Work order:
Look through the lines below for the word "yellow", and copy every line that has it.

[Stored data entries]
⟨

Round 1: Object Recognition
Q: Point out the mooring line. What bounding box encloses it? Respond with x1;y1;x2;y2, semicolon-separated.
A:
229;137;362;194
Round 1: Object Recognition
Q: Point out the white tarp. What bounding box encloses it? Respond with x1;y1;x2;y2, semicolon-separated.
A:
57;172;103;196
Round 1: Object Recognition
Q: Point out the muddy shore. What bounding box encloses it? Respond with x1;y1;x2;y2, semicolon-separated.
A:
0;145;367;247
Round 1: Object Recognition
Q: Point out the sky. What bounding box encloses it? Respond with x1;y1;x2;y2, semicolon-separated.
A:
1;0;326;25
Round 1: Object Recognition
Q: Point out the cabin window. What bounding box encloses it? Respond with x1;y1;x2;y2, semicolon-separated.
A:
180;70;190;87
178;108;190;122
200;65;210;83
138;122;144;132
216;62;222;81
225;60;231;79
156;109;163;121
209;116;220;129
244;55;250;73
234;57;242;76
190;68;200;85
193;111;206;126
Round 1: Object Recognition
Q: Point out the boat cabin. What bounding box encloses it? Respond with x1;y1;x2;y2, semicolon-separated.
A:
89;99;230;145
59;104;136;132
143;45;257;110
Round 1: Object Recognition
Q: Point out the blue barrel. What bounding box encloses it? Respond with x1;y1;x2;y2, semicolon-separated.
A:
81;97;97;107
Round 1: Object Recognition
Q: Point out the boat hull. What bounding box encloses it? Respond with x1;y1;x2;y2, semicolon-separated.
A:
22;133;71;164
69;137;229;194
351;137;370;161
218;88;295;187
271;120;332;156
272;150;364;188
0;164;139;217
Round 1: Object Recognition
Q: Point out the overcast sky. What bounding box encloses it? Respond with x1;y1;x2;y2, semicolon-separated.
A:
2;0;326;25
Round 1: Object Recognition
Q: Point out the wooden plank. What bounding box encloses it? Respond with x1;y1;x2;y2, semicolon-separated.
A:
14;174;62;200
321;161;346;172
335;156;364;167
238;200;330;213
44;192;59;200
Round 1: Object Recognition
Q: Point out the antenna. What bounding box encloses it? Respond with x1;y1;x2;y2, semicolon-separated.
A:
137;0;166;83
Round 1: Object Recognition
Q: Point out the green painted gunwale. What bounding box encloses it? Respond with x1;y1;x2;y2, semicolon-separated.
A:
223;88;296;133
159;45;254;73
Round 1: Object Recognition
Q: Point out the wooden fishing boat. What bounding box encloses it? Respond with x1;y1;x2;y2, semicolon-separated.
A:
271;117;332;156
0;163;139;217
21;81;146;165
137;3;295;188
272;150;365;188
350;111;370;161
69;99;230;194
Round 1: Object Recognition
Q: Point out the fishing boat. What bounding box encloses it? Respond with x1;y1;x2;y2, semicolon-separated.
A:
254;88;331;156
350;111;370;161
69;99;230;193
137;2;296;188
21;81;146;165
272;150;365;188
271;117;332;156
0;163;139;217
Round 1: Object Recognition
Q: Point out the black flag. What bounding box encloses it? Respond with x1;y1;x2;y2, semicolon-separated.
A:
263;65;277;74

⟩
⟨

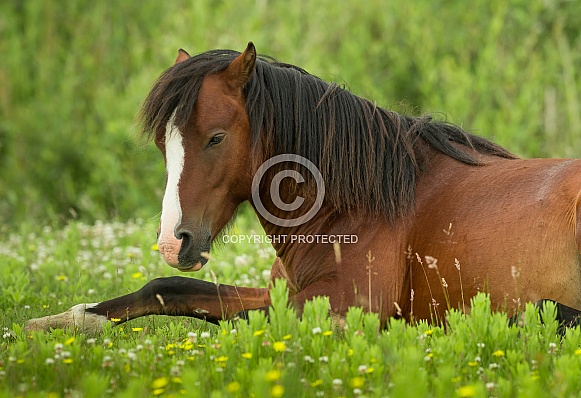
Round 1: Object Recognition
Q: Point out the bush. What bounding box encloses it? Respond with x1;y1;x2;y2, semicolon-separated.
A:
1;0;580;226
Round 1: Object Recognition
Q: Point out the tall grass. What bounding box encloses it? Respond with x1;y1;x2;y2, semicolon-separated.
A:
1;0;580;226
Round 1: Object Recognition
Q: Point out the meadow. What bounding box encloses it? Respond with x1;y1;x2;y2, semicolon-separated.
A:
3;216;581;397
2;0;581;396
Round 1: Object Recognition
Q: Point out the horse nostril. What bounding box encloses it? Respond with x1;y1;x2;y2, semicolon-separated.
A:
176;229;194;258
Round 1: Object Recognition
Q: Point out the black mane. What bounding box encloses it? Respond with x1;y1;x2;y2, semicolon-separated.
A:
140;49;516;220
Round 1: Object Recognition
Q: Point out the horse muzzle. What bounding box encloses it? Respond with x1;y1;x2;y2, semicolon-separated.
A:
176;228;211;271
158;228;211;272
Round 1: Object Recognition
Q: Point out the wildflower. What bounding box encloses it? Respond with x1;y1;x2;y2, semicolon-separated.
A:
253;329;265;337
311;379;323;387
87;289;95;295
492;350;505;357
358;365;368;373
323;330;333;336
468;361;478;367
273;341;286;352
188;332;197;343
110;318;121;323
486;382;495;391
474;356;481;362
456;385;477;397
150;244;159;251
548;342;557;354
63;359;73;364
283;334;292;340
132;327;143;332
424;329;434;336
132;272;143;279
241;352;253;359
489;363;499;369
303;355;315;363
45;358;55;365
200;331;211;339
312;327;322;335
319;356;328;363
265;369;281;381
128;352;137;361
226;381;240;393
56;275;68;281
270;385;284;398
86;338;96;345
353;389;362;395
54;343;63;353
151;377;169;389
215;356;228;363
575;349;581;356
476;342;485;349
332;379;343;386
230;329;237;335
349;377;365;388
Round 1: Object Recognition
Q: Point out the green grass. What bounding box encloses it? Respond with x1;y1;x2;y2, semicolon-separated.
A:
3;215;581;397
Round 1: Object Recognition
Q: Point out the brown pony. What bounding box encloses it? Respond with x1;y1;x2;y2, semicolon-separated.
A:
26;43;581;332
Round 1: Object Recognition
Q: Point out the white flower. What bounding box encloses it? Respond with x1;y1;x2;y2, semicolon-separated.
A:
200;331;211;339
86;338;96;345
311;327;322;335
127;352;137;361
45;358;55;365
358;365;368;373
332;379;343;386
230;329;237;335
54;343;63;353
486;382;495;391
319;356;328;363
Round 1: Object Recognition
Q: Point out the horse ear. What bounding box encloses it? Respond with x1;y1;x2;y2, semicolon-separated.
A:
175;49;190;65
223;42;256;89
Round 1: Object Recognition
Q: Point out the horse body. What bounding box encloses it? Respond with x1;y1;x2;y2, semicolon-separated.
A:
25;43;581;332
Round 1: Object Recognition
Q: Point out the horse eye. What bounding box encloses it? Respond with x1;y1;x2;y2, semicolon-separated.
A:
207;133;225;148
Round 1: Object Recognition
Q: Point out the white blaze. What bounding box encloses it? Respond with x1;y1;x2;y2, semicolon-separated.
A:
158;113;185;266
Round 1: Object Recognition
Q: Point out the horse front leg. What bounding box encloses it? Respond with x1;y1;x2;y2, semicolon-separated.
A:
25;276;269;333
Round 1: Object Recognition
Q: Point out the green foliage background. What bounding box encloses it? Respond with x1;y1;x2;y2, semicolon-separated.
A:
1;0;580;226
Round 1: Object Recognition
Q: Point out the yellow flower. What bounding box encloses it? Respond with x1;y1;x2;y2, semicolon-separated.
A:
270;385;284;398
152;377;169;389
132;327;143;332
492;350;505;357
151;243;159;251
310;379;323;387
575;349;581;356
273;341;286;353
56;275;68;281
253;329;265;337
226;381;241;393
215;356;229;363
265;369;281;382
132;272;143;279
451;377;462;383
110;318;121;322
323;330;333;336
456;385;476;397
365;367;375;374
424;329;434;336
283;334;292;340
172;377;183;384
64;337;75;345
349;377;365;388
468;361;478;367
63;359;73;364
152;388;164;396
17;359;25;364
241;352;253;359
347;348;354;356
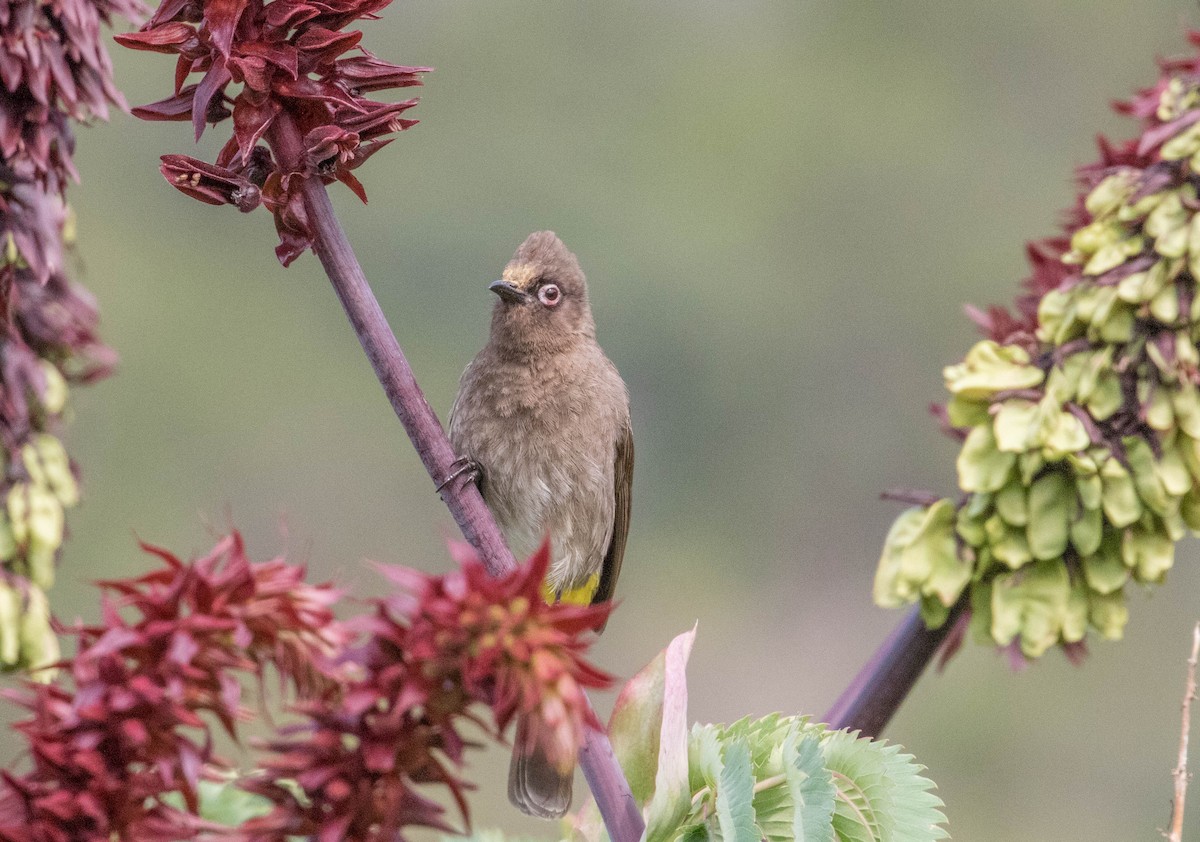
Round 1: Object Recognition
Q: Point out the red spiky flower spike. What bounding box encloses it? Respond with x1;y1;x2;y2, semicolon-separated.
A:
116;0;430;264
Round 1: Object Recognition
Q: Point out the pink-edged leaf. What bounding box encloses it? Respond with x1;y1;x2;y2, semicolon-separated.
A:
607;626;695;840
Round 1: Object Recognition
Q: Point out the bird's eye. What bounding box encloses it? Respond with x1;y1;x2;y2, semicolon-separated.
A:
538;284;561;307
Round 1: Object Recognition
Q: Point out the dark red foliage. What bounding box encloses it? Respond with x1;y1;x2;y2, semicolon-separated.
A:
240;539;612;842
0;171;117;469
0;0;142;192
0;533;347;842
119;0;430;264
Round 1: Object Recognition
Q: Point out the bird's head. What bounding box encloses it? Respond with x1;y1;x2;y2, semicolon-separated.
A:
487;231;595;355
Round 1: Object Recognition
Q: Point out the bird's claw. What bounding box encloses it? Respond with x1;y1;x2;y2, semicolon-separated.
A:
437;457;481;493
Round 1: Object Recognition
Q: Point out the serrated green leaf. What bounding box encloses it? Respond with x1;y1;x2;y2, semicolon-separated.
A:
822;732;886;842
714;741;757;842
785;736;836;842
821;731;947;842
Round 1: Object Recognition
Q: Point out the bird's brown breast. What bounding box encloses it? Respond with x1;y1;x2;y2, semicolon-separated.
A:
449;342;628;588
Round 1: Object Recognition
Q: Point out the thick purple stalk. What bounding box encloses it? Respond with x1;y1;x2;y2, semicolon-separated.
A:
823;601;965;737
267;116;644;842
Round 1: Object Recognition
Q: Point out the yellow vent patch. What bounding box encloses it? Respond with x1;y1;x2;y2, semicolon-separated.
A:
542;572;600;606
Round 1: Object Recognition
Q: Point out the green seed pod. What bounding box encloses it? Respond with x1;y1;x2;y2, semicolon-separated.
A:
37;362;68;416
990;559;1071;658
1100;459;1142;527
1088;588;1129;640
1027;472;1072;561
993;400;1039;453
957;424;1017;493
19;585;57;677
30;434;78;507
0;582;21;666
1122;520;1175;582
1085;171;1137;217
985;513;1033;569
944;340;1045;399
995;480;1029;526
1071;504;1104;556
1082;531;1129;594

⟩

Exercise result:
Q: Point out the yellow flower. What bounding box encloses it? Respond with x1;y1;x2;y2, semicolon-separated.
Q: Point out the yellow vent patch. What bounding box encloses it? Respond with x1;y1;x2;y2, semicolon-separated.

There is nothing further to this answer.